Exercise requirements —
Set down, word for word, every line of the listing below, starting with the one that contains "point per instance: boy" and ending with the final line. Include nothing else.
========================================
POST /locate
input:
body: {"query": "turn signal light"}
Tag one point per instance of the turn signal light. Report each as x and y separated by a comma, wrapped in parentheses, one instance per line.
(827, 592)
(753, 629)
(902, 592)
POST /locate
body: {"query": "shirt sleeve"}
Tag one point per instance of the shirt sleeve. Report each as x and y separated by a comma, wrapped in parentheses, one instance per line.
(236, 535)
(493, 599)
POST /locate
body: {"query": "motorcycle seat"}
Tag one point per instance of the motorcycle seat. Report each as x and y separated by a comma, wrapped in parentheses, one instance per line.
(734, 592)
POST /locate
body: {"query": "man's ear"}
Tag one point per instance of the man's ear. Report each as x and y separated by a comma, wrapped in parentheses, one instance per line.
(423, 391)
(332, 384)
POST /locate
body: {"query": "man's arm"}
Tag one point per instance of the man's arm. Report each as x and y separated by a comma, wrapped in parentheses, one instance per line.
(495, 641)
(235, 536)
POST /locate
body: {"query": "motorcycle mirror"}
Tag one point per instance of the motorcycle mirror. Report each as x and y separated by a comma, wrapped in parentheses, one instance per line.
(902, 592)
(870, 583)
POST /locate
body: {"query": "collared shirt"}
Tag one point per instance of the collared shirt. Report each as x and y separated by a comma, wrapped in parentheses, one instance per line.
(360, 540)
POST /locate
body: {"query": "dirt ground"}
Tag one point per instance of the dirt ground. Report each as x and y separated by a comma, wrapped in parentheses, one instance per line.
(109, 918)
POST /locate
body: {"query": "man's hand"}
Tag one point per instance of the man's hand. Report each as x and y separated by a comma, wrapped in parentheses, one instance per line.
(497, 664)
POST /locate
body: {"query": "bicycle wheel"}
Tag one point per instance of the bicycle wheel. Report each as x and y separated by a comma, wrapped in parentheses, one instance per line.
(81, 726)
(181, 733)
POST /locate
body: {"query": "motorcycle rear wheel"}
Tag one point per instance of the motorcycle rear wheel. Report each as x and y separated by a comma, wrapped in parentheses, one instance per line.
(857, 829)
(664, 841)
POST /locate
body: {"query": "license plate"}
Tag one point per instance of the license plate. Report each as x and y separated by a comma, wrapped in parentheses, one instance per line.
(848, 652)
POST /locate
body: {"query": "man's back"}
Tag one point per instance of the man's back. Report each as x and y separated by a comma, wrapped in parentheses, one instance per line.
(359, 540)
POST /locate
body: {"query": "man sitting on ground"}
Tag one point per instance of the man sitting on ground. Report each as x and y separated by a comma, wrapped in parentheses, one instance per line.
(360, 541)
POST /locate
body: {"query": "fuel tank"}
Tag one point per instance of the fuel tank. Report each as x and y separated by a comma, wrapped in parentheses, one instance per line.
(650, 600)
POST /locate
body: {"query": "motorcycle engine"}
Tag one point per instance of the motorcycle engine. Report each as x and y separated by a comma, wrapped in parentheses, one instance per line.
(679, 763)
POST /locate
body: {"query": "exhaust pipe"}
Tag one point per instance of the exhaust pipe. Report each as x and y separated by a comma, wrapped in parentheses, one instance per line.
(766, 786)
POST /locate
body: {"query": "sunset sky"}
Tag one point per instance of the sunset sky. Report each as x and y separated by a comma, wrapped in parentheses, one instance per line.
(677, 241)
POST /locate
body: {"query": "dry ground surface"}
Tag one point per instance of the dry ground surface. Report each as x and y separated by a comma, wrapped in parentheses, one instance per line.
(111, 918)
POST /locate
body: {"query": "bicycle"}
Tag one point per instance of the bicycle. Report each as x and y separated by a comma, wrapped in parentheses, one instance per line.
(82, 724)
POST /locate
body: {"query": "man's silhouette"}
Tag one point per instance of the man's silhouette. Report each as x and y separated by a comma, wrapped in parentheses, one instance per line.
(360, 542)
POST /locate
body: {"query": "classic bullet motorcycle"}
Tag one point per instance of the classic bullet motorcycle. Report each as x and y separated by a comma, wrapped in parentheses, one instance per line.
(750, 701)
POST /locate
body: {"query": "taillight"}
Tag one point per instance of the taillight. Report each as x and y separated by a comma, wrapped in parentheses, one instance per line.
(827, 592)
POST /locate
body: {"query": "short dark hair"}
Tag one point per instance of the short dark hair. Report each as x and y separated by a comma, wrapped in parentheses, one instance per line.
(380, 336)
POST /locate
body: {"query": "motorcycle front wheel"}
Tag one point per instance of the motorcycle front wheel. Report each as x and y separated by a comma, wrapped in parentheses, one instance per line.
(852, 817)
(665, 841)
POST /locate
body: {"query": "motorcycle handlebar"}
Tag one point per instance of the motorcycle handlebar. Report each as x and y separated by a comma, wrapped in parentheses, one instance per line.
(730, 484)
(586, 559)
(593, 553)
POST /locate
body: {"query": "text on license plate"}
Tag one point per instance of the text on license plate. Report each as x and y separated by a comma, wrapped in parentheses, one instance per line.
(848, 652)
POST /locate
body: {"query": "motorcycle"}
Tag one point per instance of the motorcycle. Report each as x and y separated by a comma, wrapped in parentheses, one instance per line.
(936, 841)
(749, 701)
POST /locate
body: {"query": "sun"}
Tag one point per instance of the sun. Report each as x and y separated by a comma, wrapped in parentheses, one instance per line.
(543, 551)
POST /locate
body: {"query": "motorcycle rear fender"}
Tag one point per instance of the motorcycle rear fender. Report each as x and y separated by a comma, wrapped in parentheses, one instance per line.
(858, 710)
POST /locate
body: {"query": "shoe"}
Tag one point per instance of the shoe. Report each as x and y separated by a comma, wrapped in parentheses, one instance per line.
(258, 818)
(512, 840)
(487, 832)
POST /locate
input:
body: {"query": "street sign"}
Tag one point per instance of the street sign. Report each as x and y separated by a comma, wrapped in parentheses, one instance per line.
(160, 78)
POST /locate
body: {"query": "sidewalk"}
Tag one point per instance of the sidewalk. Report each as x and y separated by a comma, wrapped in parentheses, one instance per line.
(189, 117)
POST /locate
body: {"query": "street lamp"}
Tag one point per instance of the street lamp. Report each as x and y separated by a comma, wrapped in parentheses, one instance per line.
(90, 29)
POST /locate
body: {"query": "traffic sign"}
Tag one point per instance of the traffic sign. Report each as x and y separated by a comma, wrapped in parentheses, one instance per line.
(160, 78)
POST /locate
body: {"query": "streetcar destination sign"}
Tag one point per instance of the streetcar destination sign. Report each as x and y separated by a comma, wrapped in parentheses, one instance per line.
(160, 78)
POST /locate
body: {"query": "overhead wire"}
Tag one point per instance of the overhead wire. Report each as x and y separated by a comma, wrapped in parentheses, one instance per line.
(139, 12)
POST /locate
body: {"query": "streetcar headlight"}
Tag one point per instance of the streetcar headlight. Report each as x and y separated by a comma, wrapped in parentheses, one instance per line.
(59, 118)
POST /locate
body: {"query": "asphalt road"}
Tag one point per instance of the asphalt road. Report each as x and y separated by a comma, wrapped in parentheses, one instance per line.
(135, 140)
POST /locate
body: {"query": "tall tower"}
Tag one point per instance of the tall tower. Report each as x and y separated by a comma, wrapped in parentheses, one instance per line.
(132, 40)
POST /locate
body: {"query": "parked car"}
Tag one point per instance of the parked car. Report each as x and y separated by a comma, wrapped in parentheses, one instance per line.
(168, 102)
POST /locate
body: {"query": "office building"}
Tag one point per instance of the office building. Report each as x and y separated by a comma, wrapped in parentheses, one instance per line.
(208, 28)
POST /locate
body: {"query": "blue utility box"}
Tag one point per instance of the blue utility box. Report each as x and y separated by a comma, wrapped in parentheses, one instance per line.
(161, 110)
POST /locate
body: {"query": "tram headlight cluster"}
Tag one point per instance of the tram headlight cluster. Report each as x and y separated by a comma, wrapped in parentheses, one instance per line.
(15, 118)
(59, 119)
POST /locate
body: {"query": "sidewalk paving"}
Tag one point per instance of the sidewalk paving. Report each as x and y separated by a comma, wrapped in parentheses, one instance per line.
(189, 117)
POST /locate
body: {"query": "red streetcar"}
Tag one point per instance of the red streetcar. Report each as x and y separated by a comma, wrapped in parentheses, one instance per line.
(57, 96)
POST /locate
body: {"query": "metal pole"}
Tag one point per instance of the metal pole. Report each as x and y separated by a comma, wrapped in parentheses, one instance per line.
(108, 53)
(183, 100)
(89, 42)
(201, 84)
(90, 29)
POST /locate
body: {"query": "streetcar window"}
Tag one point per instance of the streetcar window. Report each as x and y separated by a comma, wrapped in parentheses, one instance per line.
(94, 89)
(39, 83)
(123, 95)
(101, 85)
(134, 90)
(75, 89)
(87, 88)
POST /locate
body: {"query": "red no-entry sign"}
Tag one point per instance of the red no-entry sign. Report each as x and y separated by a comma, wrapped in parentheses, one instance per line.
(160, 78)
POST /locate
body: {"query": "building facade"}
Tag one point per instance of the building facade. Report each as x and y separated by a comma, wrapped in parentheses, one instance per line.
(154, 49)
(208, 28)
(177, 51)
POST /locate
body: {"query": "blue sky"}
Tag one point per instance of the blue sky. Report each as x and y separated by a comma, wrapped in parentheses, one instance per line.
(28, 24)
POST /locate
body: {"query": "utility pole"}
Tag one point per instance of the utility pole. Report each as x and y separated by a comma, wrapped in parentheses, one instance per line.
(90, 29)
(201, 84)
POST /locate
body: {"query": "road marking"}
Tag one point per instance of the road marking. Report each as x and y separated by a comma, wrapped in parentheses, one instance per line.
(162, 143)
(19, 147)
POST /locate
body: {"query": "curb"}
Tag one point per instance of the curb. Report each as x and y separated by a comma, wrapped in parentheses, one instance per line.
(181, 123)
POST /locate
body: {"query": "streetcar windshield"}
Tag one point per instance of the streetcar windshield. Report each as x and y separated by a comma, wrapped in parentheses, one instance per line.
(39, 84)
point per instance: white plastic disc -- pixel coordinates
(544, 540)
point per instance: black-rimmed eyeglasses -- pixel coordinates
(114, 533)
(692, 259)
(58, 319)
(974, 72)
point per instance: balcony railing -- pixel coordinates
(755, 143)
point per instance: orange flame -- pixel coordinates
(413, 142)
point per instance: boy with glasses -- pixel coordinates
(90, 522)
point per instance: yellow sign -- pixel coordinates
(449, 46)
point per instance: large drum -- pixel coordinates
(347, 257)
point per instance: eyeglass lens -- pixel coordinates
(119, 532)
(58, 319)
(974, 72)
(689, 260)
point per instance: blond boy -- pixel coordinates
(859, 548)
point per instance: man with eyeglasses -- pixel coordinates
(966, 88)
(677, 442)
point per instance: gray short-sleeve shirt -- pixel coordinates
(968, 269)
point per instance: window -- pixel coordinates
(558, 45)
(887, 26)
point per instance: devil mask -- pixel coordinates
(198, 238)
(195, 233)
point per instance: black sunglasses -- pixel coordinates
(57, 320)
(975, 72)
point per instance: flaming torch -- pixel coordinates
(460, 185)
========================================
Solution —
point per instance: boy with glasses -- pixel coordinates
(90, 522)
point per instance: yellow sign -- pixel coordinates
(449, 46)
point per instance: large drum -- pixel coordinates
(347, 257)
point per instance: eyeglass lens -- pixel coordinates
(119, 532)
(58, 319)
(974, 72)
(689, 260)
point per instance: blond boy -- pixel coordinates
(859, 548)
point per instance: man with eyeglasses -- pixel coordinates
(966, 88)
(677, 442)
point per instance: gray short-sleeve shirt -- pixel coordinates
(968, 269)
point per instance: window -- pixel coordinates
(558, 45)
(887, 26)
point per instance: devil mask -- pixel coordinates
(198, 238)
(195, 233)
point per instance: black sunglasses -- pixel coordinates
(57, 320)
(975, 72)
point per instance: flaming torch -- pixel coordinates
(460, 185)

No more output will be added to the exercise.